▶ Work item
Every line containing "post" should be identified and copied from the data below.

[Image point grounding data]
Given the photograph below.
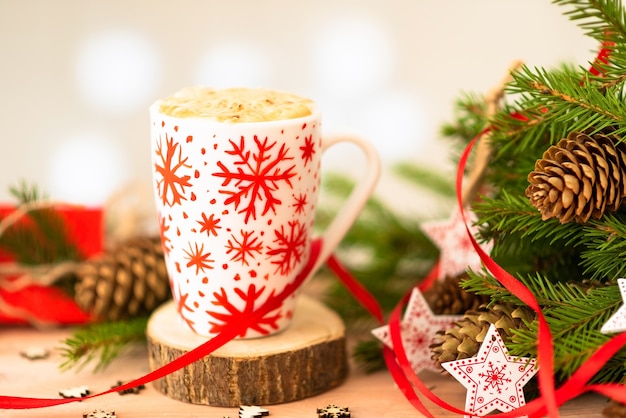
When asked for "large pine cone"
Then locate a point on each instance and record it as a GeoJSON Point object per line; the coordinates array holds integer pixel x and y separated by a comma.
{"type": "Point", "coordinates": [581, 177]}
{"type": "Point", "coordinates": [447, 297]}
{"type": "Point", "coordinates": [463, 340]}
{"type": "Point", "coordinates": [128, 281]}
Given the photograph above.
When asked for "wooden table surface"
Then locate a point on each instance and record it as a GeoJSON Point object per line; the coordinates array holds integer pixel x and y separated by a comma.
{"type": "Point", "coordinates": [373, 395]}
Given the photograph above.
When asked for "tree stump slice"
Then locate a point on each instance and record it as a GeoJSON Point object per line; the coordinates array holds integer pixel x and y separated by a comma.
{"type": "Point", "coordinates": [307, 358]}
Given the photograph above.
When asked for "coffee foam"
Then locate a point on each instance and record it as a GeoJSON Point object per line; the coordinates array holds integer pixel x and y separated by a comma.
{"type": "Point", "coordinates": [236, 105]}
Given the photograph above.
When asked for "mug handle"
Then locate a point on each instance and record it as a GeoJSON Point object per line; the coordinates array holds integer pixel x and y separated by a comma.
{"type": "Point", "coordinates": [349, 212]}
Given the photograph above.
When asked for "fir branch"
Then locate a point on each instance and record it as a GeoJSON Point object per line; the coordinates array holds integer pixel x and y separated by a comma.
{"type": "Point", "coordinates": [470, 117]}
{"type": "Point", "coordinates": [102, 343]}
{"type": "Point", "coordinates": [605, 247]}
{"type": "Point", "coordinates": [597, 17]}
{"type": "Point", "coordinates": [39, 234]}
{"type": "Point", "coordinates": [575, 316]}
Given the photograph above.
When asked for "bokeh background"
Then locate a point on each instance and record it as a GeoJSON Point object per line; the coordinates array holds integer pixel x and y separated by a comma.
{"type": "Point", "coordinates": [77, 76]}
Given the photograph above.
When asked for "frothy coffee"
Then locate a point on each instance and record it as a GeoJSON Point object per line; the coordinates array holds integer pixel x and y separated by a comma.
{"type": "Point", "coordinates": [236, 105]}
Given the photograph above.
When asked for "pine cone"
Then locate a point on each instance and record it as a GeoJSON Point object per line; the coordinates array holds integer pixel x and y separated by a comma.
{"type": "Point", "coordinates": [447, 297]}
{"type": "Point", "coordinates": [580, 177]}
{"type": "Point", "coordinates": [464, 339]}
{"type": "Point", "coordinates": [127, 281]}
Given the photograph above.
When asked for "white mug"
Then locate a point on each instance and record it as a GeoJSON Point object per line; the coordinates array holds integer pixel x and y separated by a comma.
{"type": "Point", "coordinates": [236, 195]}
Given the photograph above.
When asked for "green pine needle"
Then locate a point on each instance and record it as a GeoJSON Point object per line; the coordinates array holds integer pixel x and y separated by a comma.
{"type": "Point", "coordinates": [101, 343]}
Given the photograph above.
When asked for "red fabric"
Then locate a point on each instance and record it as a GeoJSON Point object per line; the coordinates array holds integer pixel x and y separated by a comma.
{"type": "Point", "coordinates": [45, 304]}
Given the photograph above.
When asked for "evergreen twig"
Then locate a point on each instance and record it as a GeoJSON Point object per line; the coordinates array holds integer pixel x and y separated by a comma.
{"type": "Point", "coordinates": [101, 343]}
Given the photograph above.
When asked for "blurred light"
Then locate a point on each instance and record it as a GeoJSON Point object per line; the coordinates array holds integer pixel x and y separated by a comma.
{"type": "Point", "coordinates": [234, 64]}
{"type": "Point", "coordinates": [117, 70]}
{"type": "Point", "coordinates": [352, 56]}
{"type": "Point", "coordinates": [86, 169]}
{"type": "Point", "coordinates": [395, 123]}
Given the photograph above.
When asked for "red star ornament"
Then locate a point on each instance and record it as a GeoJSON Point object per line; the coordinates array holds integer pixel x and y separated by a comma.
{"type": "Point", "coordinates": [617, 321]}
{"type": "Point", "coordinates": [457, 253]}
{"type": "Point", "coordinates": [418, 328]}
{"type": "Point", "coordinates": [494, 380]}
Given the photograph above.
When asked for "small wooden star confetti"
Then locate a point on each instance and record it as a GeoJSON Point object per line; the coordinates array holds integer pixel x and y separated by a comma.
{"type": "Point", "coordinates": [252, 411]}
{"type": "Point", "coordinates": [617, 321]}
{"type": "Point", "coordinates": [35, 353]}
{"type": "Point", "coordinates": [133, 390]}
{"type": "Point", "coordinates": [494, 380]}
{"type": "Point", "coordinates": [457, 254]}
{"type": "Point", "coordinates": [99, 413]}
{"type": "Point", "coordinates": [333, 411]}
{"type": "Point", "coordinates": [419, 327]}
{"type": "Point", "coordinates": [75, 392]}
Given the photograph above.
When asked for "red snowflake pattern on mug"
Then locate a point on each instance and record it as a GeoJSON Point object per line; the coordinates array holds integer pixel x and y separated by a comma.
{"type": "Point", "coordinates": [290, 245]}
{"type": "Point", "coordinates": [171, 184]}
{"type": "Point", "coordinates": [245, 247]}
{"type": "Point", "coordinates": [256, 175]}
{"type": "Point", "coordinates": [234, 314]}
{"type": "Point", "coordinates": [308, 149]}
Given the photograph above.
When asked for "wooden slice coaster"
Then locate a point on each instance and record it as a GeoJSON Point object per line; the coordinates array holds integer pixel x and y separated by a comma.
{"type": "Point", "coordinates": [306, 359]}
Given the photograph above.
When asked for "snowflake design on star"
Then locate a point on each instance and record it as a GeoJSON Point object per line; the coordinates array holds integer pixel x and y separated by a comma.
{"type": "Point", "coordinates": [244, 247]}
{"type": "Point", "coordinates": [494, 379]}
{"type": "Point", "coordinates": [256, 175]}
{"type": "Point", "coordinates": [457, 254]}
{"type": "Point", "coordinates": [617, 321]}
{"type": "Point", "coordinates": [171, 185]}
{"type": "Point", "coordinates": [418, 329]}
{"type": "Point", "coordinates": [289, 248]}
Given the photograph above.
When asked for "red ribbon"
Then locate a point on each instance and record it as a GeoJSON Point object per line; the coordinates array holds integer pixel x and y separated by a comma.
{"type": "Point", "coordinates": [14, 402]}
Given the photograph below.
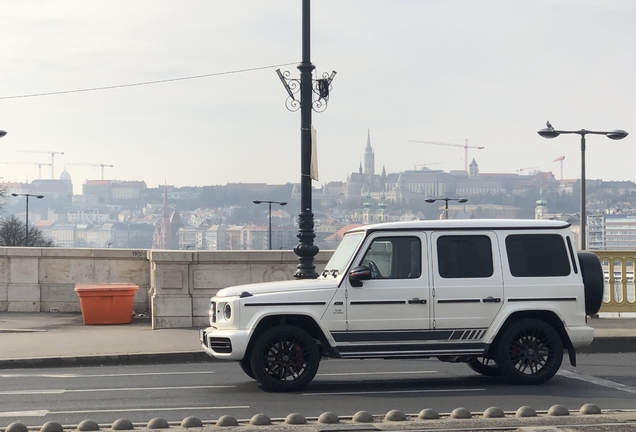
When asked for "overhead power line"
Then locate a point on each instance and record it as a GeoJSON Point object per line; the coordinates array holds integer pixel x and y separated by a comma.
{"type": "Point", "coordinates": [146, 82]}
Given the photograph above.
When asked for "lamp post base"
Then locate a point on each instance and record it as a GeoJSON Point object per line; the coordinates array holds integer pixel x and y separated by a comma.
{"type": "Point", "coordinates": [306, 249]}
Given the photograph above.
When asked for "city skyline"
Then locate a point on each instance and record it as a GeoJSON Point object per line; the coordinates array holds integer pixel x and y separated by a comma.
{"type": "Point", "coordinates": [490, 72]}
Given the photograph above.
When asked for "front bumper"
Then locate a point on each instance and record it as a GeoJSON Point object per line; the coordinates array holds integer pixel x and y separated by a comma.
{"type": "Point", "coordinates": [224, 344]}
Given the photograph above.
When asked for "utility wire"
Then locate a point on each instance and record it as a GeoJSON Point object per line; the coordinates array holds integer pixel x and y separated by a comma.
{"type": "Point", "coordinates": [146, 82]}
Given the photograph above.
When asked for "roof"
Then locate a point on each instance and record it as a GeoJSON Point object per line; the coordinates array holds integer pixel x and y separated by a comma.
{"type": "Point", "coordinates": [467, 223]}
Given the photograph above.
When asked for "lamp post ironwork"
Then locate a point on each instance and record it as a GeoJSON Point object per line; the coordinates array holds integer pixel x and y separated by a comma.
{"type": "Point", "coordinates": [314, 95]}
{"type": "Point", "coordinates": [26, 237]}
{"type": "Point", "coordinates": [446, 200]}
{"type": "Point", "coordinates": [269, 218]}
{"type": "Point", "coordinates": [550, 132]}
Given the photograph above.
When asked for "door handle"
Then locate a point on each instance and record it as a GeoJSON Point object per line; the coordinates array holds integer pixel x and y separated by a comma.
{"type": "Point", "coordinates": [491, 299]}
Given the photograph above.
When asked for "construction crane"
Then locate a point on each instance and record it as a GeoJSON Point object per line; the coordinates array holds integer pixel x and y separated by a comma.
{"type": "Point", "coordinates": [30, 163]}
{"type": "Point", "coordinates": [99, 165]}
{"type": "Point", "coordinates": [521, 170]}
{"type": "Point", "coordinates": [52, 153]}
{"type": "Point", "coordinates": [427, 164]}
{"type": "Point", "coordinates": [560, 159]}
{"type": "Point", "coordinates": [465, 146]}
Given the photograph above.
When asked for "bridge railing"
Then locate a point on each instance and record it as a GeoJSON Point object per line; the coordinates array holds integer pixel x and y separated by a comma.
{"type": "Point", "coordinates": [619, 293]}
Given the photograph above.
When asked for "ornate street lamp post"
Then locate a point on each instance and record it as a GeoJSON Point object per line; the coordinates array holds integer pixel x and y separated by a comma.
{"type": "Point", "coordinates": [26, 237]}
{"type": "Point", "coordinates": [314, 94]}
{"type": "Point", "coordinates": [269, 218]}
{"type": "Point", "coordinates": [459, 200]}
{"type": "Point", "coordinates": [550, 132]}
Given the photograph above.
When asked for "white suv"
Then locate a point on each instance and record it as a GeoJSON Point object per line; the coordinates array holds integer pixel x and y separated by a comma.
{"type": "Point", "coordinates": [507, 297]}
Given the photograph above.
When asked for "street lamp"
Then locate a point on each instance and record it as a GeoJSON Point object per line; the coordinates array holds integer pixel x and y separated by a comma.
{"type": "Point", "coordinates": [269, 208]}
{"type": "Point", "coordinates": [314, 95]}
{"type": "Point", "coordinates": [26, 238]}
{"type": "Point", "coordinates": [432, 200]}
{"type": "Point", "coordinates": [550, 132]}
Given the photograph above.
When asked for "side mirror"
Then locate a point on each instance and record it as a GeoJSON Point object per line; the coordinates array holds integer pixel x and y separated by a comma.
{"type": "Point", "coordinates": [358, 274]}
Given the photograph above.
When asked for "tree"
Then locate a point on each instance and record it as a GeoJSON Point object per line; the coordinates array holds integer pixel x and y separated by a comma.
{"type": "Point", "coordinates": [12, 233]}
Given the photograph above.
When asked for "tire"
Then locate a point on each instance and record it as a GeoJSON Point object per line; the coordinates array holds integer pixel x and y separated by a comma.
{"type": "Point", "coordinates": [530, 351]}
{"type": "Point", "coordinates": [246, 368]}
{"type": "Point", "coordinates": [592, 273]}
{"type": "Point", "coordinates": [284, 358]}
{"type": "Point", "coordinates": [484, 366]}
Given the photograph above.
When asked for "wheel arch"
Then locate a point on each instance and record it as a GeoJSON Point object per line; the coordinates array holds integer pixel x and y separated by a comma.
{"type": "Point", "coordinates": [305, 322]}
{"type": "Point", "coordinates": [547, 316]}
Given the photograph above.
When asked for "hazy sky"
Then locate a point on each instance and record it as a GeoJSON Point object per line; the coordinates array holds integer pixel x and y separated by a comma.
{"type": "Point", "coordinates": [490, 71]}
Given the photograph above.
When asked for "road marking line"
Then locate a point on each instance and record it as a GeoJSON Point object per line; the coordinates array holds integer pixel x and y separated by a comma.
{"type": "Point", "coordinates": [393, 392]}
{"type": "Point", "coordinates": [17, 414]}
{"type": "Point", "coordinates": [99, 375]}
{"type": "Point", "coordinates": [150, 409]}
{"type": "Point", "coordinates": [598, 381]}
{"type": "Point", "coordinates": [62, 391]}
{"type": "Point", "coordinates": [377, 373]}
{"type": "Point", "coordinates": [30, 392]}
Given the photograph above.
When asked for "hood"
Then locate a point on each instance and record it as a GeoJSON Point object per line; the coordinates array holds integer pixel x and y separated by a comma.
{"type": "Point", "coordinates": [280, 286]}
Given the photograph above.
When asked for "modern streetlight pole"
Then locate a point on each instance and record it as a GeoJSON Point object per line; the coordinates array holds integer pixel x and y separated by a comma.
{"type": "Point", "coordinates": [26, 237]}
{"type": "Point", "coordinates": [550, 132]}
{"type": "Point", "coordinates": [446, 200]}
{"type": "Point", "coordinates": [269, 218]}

▶ Reply
When asked for "lamp post base"
When asked for "lamp post ironwork"
When asked for "ornate street lamp post"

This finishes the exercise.